Extract every line below that contains the word "beach".

[start of Records for the task]

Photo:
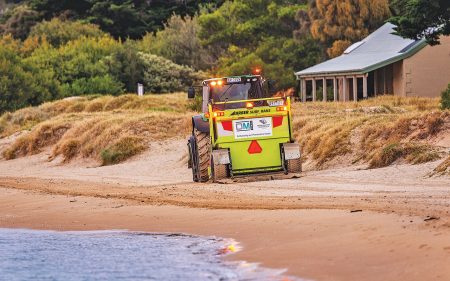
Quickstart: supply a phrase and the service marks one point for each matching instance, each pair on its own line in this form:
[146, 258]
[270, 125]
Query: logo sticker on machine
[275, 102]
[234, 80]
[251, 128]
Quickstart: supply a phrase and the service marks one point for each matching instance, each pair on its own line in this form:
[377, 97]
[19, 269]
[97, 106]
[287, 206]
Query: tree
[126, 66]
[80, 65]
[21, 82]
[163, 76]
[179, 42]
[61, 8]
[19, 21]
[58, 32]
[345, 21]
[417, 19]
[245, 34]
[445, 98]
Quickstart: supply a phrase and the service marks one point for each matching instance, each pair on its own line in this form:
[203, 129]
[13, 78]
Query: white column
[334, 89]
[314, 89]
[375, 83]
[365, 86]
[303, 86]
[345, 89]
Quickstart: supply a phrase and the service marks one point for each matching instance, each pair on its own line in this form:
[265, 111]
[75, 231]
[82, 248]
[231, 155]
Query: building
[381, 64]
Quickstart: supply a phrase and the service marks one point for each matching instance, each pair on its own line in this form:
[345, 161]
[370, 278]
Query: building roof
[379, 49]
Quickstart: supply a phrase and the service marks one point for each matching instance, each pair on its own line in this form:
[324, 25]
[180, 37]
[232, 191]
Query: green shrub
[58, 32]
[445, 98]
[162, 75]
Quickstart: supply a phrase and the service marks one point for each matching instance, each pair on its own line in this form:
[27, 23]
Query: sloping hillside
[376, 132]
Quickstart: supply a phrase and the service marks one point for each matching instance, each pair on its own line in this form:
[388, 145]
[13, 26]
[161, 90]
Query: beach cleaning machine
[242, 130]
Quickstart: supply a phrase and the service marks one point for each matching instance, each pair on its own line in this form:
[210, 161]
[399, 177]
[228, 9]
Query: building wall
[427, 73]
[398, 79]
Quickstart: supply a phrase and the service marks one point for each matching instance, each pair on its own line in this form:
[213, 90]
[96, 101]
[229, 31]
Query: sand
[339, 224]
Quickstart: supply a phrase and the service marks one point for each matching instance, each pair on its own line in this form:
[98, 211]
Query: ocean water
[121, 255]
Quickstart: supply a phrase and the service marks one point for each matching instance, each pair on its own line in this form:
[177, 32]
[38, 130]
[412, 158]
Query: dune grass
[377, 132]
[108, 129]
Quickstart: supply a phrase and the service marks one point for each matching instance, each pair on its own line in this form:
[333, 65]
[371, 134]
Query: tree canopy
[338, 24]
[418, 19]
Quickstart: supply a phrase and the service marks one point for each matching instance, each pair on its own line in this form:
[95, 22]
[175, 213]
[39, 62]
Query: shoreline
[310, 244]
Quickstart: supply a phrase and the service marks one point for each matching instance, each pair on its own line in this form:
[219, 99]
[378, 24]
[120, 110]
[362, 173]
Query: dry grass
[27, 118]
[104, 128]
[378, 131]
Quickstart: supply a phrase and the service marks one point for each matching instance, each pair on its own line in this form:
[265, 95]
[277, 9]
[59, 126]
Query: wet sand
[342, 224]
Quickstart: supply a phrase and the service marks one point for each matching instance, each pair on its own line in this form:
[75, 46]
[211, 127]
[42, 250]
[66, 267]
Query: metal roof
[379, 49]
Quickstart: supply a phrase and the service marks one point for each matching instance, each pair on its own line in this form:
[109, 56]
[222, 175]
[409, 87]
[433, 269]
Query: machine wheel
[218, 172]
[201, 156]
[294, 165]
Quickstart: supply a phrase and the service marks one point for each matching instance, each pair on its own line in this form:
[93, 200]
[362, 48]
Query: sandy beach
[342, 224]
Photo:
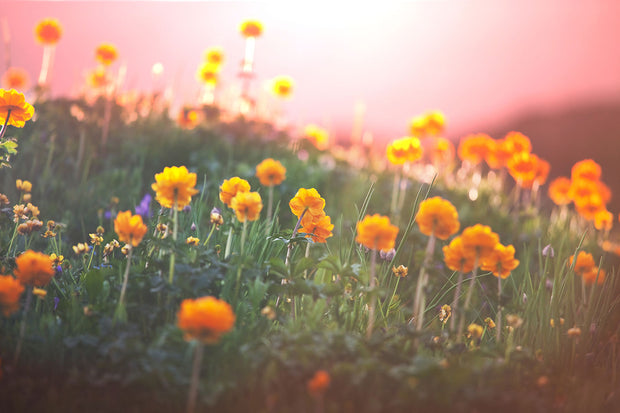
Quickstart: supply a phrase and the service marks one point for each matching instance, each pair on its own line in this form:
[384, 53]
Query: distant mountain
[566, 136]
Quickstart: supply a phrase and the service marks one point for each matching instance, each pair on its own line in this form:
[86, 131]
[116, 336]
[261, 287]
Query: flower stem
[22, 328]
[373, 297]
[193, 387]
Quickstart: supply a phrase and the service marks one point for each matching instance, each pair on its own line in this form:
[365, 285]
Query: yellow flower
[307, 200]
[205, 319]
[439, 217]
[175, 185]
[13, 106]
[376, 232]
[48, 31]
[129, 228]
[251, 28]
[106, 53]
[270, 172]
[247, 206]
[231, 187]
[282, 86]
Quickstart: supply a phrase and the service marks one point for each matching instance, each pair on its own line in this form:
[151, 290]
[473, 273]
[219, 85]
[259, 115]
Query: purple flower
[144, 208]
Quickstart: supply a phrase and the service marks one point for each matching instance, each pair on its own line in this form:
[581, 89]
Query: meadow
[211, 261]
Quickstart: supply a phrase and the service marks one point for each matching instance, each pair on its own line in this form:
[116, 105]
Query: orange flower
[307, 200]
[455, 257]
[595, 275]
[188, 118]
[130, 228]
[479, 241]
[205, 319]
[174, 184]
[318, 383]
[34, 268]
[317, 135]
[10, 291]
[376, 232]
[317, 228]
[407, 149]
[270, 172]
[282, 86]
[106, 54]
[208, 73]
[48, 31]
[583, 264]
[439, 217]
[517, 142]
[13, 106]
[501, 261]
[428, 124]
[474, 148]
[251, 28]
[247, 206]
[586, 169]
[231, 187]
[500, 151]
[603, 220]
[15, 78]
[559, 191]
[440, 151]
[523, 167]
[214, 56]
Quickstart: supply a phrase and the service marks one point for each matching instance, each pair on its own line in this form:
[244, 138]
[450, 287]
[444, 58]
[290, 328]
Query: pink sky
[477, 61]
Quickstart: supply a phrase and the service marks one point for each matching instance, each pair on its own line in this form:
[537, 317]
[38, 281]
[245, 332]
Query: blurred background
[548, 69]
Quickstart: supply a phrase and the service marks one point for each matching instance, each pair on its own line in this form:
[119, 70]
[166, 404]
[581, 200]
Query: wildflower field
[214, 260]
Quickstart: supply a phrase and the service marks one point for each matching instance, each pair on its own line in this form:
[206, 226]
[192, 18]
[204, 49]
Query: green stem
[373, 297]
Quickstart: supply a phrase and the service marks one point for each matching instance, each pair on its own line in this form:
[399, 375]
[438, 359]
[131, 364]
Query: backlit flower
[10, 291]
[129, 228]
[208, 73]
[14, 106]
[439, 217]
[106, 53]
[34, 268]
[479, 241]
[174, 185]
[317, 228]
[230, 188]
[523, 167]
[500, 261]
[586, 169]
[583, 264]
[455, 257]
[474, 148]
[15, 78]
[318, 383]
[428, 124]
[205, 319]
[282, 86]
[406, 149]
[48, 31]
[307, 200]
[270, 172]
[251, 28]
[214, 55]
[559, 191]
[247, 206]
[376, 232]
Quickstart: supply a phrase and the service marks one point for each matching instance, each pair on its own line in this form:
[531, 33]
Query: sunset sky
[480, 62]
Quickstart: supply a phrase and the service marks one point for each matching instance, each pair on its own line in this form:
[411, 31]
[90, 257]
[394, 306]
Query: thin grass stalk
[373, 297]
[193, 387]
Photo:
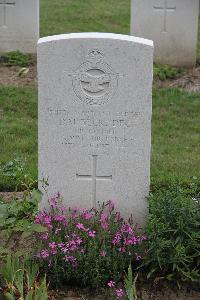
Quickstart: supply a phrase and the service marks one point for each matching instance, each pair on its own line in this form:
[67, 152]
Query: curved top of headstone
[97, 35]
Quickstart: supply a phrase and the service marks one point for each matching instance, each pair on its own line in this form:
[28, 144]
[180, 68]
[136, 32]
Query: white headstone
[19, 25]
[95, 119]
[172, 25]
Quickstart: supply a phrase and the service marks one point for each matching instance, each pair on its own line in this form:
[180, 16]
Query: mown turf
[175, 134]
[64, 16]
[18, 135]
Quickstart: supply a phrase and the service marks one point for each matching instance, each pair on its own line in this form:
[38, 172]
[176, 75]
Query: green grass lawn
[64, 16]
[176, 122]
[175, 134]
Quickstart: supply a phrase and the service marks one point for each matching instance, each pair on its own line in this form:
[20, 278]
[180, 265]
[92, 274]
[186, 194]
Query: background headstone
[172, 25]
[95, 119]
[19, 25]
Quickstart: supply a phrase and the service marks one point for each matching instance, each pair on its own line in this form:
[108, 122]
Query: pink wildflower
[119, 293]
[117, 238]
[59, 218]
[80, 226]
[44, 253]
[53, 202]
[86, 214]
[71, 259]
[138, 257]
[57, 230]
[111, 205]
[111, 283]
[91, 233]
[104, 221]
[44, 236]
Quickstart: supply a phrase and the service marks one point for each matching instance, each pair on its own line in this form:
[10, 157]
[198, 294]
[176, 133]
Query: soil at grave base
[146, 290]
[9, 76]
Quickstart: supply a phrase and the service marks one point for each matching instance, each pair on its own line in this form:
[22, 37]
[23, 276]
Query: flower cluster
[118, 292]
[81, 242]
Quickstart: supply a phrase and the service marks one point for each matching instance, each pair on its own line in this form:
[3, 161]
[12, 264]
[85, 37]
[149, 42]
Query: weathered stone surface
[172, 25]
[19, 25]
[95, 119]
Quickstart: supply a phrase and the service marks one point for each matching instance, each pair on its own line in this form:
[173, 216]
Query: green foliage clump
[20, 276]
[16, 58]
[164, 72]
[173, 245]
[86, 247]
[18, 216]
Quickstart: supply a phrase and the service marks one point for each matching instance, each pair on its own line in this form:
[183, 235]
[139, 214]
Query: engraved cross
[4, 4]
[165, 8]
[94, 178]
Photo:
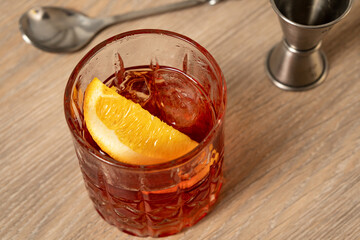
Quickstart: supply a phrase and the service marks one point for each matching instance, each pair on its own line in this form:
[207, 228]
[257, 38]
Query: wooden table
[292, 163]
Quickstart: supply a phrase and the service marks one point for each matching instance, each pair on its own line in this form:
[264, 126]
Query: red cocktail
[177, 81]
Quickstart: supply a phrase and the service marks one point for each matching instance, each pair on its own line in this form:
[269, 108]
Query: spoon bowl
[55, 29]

[end of Records for the task]

**Solved problem**
Query: beach cleaning machine
Query: sandy beach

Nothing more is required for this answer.